Transcribe the records below exactly as they appear.

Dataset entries
--

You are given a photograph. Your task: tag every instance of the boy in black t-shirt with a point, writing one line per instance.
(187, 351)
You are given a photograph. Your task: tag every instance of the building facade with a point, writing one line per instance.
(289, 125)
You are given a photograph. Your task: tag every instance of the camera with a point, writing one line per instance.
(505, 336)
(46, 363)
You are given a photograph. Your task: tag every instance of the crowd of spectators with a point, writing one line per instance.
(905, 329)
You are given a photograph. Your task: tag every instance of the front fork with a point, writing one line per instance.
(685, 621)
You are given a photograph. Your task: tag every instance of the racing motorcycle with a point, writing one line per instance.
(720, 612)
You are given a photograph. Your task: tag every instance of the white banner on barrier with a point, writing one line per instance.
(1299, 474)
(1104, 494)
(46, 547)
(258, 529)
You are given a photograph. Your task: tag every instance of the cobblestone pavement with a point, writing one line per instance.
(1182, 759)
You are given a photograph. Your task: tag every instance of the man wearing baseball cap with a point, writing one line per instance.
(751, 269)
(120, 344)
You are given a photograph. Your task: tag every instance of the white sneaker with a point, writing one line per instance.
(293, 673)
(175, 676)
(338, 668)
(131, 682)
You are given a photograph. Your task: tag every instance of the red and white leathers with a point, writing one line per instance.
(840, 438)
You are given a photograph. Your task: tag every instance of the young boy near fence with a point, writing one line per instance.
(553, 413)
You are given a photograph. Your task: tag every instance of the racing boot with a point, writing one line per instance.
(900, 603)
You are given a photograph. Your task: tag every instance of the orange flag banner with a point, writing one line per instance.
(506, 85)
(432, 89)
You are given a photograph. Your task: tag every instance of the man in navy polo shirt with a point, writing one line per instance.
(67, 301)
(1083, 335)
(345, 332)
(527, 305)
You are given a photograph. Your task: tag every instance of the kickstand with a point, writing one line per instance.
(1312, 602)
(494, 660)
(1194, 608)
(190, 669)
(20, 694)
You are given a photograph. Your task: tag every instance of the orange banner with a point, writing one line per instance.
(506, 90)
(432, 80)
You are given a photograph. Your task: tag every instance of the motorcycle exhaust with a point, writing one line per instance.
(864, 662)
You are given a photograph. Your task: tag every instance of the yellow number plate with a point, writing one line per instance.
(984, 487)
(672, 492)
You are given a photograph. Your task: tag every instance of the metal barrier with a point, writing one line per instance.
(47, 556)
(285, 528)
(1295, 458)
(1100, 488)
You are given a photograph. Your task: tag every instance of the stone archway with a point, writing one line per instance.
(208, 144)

--

### [Solution to this task]
You are given a photograph. Your task: tag every instance of the boy in black t-shirt with a point, writing one line per instance.
(187, 351)
You are given a photograph. Your task: tag every instance of the building facade with a point, writing one line per instance.
(289, 125)
You are given a photograph. Your task: tag every instance of the camera with a point, writing one line per instance.
(505, 336)
(46, 363)
You are given a photograph. Your task: tag every instance of the crowd of spectators with a point, writing one line per instance.
(905, 329)
You are given a photograph. Your task: tag every instance of the front fork with a point, writing one line per instance.
(685, 621)
You are given a photograph. Your task: tag every instance of the racing motorcycle with a point, writing one line per instance.
(720, 612)
You are given a photograph. Your task: tag every instance of the white banner on barrier with a point, writing one line per instance.
(1299, 474)
(1104, 494)
(46, 547)
(258, 529)
You are given a photograph. Your task: tag every instance of the cobblestone pavement with a point, writing one line per instance.
(1182, 759)
You are given a photograph. Your task: tag every instance of the man wearing baseball cap with a point, writing one line per instance.
(751, 269)
(120, 344)
You are given a photograph. Your task: tag every instance of the white sneaker with a point, writing one line per instance.
(293, 673)
(175, 676)
(338, 668)
(131, 682)
You are given a photograph. Your task: tag every instance of the red and white leathers with a point, writing one line per instance.
(840, 438)
You are given a photograph. Your task: tag every instance of the young boy near fence with a point, writing one line per instance.
(553, 413)
You are given a photograph. Your task: tag every instance of the racing boot with a point, writing one line per instance.
(900, 603)
You are given a photograph. Your task: tag every instance of the orange flag banner with a point, writing one line per instance.
(506, 85)
(432, 89)
You are given a photograph. Your task: tag every instance of the man in navy polo shirt with a point, writing one line per instance.
(67, 301)
(1083, 335)
(345, 332)
(527, 305)
You are given a photograph. Your task: tag every instance of the kickstand with a point, writing one line per instance.
(1312, 602)
(494, 660)
(1194, 608)
(190, 669)
(20, 694)
You are given a photograph. Your task: tag every instance of the orange banner with a point, writing one line per instance.
(506, 90)
(432, 80)
You are given a photograph. Your task: tag every instance of the motorcycle exhaust with a point, writing one line per instance.
(864, 662)
You are given a photograph. Your task: tag every instance of the yellow number plate with a point, writing one line per instance.
(984, 487)
(672, 492)
You are given a photograph. Your task: tag every instance of the metal barrier with a point, writing one line per instance.
(47, 556)
(285, 528)
(1295, 458)
(1100, 488)
You are given a photograph. Your task: tag every instance of the stone archway with a point, writing one line per instance.
(208, 144)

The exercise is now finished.